[What you have to do]: Change "scientific advances" to "medical breakthroughs" in the post between "Date: Mon Jul" and "human life span.", inclusive, and give that whole span back.

From: Brett Paatsch (bpaatsch@bigpond.net.au)
Date: Mon Jul 21 2003 - 01:06:37 MDT
From: "Ramez Naam" <mez@apexnano.com>
> > Yet another of our pet topics gone mainstream:
> >
> > http://www.cnn.com/2003/HEALTH/07/19/aging/index.html
> >
> >
> > "...SAN FRANCISCO, California (Reuters) -- Fancy living
> > another 100 years or more? Some experts said on Saturday that
> > scientific advances will one day enable humans to last
> > decades beyond what is now seen as the natural limit of the
> > human life span.
> >
> > "I think we are knocking at the door of immortality," said
> > Michael Zey, a Montclair State University business professor
> > and author of two books on the future. "I think by 2075 we
> > will see it and that's a conservative estimate..."
>
> I was actually rather uncomfortable with this. Zey made
> this pronouncement without any real scientific grounding.
> (I saw his talk at World Future Society this weekend, where
> John Smart, Jose Cordeiro, and I were also speaking.) I
> worry that loud public statements of this sort without a solid
> scientific basis are more harmful than helpful.
For some reason I can't get to this link.
Actually this was also a bit of a pattern shown (according
to Hall in MoI), by Michael West. Beyond mere enthusiasm
and positive thinking about ones enterprises there are strong
commercial incentives to hype ones business ventures in
the media. Investors presumably like to see the companies
and personalities they have invested in reported on in the
press. The press makes it easier to raise funds, at least whilst
some semblance of scientific credibility can be retained. They
serve as a source of free advertising. But at the end of the
day, if the hype doesn't get realised, the suggestion is that
more harm is done than good.
West apparently reported the production of a six celled
"embryo" via SCNT as a breakthrough in human cloning
and was roundly and robustly criticised by the scientific
community for making the claim firstly in the media and
without serious peer review and secondly at a time when
the overstatement could have had particularly adverse
effects on the legislative environment being debated around
therapeutic cloning. What would have been regarded by
scientists as a failure, (the attempted clone got no further
than six cells), West tried to plug as progress. And
apparently it was felt that this was irresponsible science
and played straight to the misperception that reproductive
cloning was imminent.
Not only West, but I think Ventner and Hasseltine have also
used similar hyped statements in the media as a means to get
free publicity and thereby facilitate further funding or boost
stock prices. Its all part of the game.
I am not sure myself though that the overhyping is always as
much as a problem as it is held to be. I guess it depends on
the individual case.
In which *particular* respects do you think hyped statements
like Zey's may be more harmful than helpful?

[Supplied entries]:
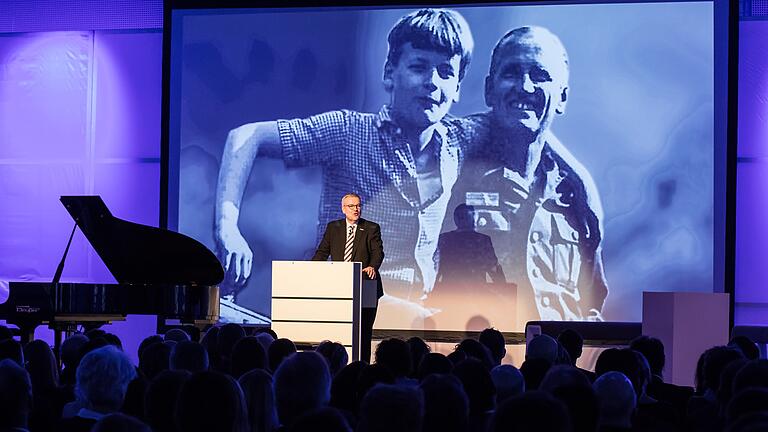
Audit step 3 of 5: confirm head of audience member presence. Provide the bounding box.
[419,374,469,432]
[274,351,331,426]
[701,346,744,395]
[138,335,163,359]
[485,27,569,143]
[238,369,278,432]
[75,345,136,414]
[595,348,651,403]
[263,333,296,372]
[478,328,507,366]
[728,336,760,360]
[416,353,453,380]
[230,336,267,378]
[163,328,191,343]
[91,413,152,432]
[726,412,768,432]
[0,339,24,367]
[405,336,431,378]
[552,380,600,432]
[217,323,245,359]
[721,360,768,396]
[315,341,349,376]
[139,343,171,380]
[289,407,352,432]
[629,336,666,378]
[144,370,192,432]
[451,358,496,416]
[384,9,474,130]
[520,358,552,391]
[592,371,637,428]
[539,365,592,394]
[491,365,525,405]
[24,339,59,394]
[355,363,395,408]
[357,384,424,432]
[330,360,366,413]
[168,341,209,373]
[456,339,495,370]
[174,371,248,432]
[557,329,584,366]
[489,391,571,432]
[0,358,32,431]
[525,334,560,365]
[717,359,749,416]
[446,349,469,366]
[0,325,13,341]
[374,338,412,379]
[725,387,768,424]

[Final answer]:
Date: Mon Jul 21 2003 - 01:06:37 MDT
From: "Ramez Naam" <mez@apexnano.com>
> > Yet another of our pet topics gone mainstream:
> >
> > http://www.cnn.com/2003/HEALTH/07/19/aging/index.html
> >
> >
> > "...SAN FRANCISCO, California (Reuters) -- Fancy living
> > another 100 years or more? Some experts said on Saturday that
> > medical breakthroughs will one day enable humans to last
> > decades beyond what is now seen as the natural limit of the
> > human life span.